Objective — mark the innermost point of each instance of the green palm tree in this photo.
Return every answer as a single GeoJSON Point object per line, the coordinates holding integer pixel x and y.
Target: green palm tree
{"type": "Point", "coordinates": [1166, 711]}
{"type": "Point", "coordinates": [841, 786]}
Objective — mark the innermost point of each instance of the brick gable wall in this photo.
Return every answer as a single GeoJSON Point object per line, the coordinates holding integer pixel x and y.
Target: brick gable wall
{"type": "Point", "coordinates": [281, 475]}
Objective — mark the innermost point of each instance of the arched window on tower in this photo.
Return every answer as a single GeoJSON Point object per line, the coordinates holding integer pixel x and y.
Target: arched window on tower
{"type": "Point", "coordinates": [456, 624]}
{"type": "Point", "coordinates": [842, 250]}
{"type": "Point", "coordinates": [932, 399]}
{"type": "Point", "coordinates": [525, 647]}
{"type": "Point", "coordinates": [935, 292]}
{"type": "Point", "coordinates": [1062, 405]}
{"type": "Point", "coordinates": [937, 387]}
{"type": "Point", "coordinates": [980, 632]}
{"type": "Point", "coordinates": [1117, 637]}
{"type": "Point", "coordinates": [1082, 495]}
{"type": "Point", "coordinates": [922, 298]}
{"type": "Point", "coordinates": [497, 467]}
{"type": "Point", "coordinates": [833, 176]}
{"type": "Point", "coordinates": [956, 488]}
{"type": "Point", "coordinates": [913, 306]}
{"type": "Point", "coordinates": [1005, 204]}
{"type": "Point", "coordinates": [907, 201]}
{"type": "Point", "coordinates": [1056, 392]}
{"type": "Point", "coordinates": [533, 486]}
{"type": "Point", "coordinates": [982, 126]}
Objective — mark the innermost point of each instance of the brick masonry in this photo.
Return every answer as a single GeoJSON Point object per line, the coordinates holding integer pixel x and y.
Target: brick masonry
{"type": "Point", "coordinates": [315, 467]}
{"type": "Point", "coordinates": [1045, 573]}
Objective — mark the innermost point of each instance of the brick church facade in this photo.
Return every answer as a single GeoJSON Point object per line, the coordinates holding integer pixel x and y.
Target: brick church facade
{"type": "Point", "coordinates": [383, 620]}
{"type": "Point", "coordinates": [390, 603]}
^^^^^^^^
#### TASK TO COMPLETE:
Would you set down all the lines above, exactly and in full?

#### RESULT:
Objective — mark the innermost point of each instance of the green palm tree in this photo.
Return every answer as a single GeoJSON Point object per line, the coordinates holding integer pixel x and y.
Target: green palm tree
{"type": "Point", "coordinates": [1166, 711]}
{"type": "Point", "coordinates": [841, 786]}
Objective — mark the innermost point of each instance of the brick gable wall in this photo.
Return every answer as a single GeoJSON Point object per line, the coordinates holding integer pixel x and y.
Target: brick gable wall
{"type": "Point", "coordinates": [281, 475]}
Objective — mark the innermost point of each instance of the arched window on tower in this photo.
Return every answer as a single GeoJSON Point object per line, the coordinates holding integer pixel x and y.
Target: arched window on tower
{"type": "Point", "coordinates": [456, 624]}
{"type": "Point", "coordinates": [842, 250]}
{"type": "Point", "coordinates": [932, 399]}
{"type": "Point", "coordinates": [525, 647]}
{"type": "Point", "coordinates": [935, 292]}
{"type": "Point", "coordinates": [1062, 405]}
{"type": "Point", "coordinates": [937, 387]}
{"type": "Point", "coordinates": [980, 632]}
{"type": "Point", "coordinates": [1117, 637]}
{"type": "Point", "coordinates": [1082, 495]}
{"type": "Point", "coordinates": [922, 298]}
{"type": "Point", "coordinates": [497, 467]}
{"type": "Point", "coordinates": [833, 176]}
{"type": "Point", "coordinates": [956, 488]}
{"type": "Point", "coordinates": [913, 306]}
{"type": "Point", "coordinates": [1005, 204]}
{"type": "Point", "coordinates": [907, 201]}
{"type": "Point", "coordinates": [1056, 392]}
{"type": "Point", "coordinates": [533, 486]}
{"type": "Point", "coordinates": [982, 126]}
Objective — mark the innermost point of each instance of the brick masonry in this photo.
Return every answer as a single GeoJSON Point object per line, the coordinates holding integer pixel x and y.
Target: brick masonry
{"type": "Point", "coordinates": [315, 467]}
{"type": "Point", "coordinates": [1045, 573]}
Objective — mark the innermost point of each instance of the brick church facade in this photo.
Return every answer as a single GeoJSON Point object per line, the coordinates holding integer pixel x and y.
Target: brick church facade
{"type": "Point", "coordinates": [383, 620]}
{"type": "Point", "coordinates": [390, 603]}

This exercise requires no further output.